- Stated goal -
In the listing, swap "bracelet" for "wristband" in the lines starting at the one containing "Phrase: rusty metal plate" and ending at the one containing "(1262, 227)", leaving everything else unchanged. Give back only those lines, without the pictures.

══════════

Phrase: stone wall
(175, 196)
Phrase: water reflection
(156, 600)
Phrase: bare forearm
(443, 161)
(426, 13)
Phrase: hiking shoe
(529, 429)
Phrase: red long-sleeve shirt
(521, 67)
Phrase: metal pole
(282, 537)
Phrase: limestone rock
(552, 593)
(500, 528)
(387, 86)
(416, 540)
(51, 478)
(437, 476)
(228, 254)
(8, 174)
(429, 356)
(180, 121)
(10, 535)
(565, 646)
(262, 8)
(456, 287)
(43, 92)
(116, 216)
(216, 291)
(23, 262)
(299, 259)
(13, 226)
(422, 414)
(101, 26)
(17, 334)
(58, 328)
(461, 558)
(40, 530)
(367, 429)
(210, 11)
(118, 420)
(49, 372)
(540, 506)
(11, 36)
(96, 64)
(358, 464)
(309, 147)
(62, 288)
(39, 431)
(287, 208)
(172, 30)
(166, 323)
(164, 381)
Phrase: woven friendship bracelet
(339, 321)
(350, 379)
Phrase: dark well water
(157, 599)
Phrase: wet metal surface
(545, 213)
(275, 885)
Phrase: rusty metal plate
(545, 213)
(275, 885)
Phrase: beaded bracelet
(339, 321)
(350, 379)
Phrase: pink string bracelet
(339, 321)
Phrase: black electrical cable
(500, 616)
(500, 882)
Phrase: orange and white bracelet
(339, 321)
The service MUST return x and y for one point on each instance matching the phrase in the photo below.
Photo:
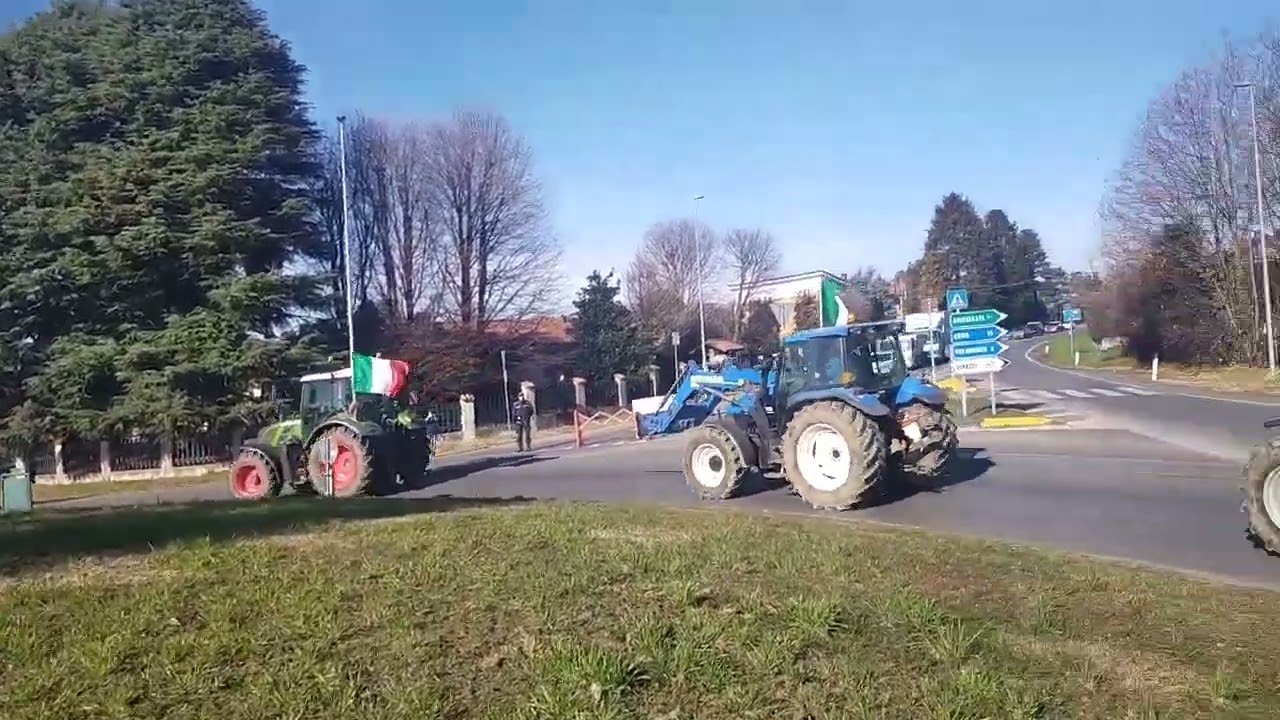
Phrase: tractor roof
(341, 374)
(837, 331)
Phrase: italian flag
(378, 376)
(833, 311)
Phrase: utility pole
(702, 309)
(1262, 227)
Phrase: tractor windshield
(321, 399)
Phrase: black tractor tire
(353, 463)
(254, 475)
(1264, 531)
(864, 441)
(725, 466)
(940, 440)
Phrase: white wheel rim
(708, 464)
(1271, 496)
(823, 458)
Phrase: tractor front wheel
(713, 463)
(1262, 497)
(342, 456)
(932, 441)
(832, 455)
(254, 475)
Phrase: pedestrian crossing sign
(958, 299)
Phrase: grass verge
(46, 492)
(429, 609)
(1059, 352)
(979, 409)
(1225, 378)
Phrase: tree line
(1182, 259)
(1001, 264)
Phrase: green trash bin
(16, 490)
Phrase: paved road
(1221, 424)
(1102, 492)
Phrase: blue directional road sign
(958, 299)
(978, 350)
(978, 335)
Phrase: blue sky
(836, 126)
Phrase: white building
(785, 291)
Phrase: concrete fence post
(104, 459)
(621, 381)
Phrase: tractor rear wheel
(254, 475)
(832, 455)
(927, 459)
(713, 463)
(1262, 496)
(351, 461)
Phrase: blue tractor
(842, 419)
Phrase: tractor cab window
(874, 359)
(325, 397)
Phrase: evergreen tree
(154, 164)
(952, 249)
(608, 337)
(807, 313)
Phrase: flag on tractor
(378, 376)
(833, 310)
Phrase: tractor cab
(865, 358)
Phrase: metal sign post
(976, 347)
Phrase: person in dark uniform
(522, 414)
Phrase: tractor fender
(357, 427)
(735, 427)
(865, 402)
(914, 390)
(275, 454)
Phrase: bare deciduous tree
(752, 256)
(498, 258)
(676, 260)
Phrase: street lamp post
(702, 309)
(1262, 226)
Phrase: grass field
(504, 609)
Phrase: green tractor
(337, 446)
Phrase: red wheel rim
(344, 466)
(247, 481)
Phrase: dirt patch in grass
(592, 611)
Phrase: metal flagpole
(346, 260)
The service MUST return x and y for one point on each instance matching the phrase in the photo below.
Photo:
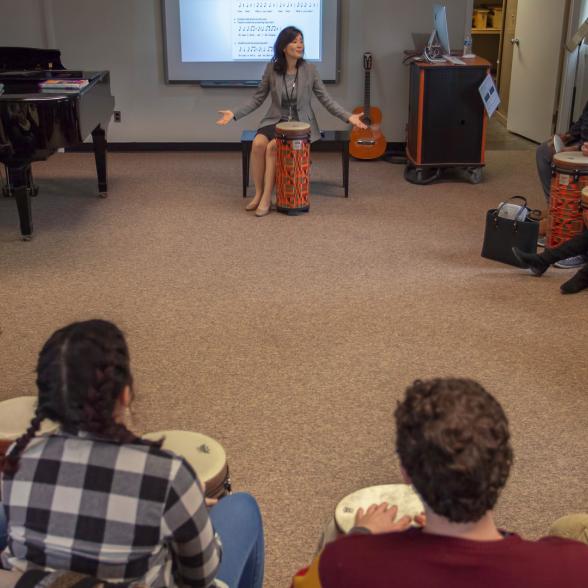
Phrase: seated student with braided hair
(453, 441)
(94, 498)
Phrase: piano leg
(21, 190)
(99, 140)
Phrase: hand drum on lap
(570, 178)
(292, 167)
(399, 495)
(205, 454)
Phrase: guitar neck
(366, 93)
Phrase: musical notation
(273, 5)
(256, 23)
(264, 52)
(260, 29)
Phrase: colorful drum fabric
(293, 167)
(570, 177)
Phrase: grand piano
(33, 124)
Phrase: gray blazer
(308, 82)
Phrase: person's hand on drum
(381, 518)
(207, 501)
(226, 118)
(355, 120)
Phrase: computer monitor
(440, 20)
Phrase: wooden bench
(330, 141)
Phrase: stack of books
(63, 86)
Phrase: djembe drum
(400, 495)
(205, 454)
(570, 177)
(292, 167)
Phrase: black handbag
(502, 234)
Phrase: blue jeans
(3, 528)
(237, 520)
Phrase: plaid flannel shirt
(115, 512)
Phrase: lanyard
(290, 95)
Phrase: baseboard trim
(391, 147)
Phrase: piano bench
(330, 141)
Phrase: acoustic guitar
(368, 143)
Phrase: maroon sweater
(414, 559)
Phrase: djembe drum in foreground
(400, 495)
(570, 177)
(205, 454)
(292, 167)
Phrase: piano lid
(27, 58)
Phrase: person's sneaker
(571, 262)
(531, 261)
(577, 283)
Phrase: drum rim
(153, 435)
(347, 496)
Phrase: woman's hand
(226, 118)
(355, 120)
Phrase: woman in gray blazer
(291, 81)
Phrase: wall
(22, 23)
(125, 37)
(582, 81)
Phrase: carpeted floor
(291, 339)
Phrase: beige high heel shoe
(253, 205)
(263, 211)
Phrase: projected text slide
(245, 30)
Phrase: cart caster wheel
(421, 175)
(475, 175)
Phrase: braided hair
(82, 370)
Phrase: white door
(535, 74)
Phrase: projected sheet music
(256, 23)
(245, 30)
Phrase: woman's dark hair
(81, 372)
(453, 441)
(285, 37)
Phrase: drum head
(16, 415)
(293, 126)
(400, 495)
(571, 160)
(203, 453)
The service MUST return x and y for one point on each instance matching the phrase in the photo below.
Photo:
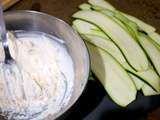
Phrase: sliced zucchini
(149, 76)
(123, 40)
(101, 3)
(105, 44)
(124, 22)
(113, 77)
(151, 50)
(105, 5)
(142, 25)
(85, 6)
(138, 82)
(84, 27)
(156, 37)
(148, 91)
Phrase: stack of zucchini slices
(124, 51)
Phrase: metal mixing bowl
(36, 21)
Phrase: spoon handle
(2, 25)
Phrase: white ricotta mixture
(40, 82)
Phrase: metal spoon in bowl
(8, 58)
(10, 69)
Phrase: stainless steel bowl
(36, 21)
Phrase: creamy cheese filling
(40, 81)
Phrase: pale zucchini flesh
(85, 6)
(101, 3)
(126, 43)
(105, 44)
(148, 91)
(149, 76)
(142, 25)
(126, 24)
(156, 37)
(84, 27)
(137, 81)
(151, 50)
(113, 77)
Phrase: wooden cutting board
(7, 3)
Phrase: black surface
(95, 104)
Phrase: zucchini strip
(113, 77)
(123, 40)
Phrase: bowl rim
(87, 56)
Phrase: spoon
(8, 58)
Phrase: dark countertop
(147, 10)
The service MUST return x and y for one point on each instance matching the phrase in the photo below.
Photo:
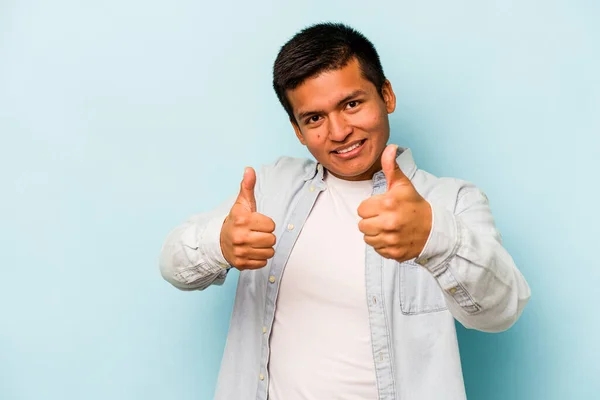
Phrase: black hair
(320, 48)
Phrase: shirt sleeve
(191, 257)
(483, 288)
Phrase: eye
(313, 119)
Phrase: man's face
(343, 120)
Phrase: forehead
(324, 91)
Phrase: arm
(484, 290)
(199, 253)
(191, 257)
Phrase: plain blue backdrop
(119, 119)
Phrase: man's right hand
(247, 237)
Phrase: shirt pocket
(419, 292)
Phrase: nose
(339, 129)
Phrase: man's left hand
(396, 223)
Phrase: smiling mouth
(349, 148)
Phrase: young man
(353, 267)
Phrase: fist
(396, 223)
(247, 237)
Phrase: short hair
(320, 48)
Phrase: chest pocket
(419, 292)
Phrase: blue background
(118, 119)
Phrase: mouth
(350, 150)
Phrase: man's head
(330, 81)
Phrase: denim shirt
(463, 273)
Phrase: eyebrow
(352, 95)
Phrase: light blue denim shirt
(463, 273)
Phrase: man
(353, 267)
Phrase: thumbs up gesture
(396, 223)
(247, 237)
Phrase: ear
(389, 97)
(298, 132)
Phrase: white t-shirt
(320, 339)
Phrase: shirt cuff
(210, 243)
(442, 242)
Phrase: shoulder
(286, 171)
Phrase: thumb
(246, 196)
(391, 170)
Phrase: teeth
(349, 148)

══════════

- Task response -
Phrase: rusty metal plate
(545, 213)
(275, 885)
Phrase: beaded wristband
(339, 321)
(350, 379)
Phrase: pink string wristband
(339, 321)
Phrase: black electrical cable
(500, 616)
(500, 882)
Phrase: orange and white wristband
(339, 321)
The service MUST return x and y for one point on each instance matching the phrase in the photo below.
Photo:
Phrase: tractor roof
(341, 374)
(837, 331)
Phrase: italian flag
(378, 376)
(833, 311)
Phrase: utility pole
(702, 309)
(1262, 227)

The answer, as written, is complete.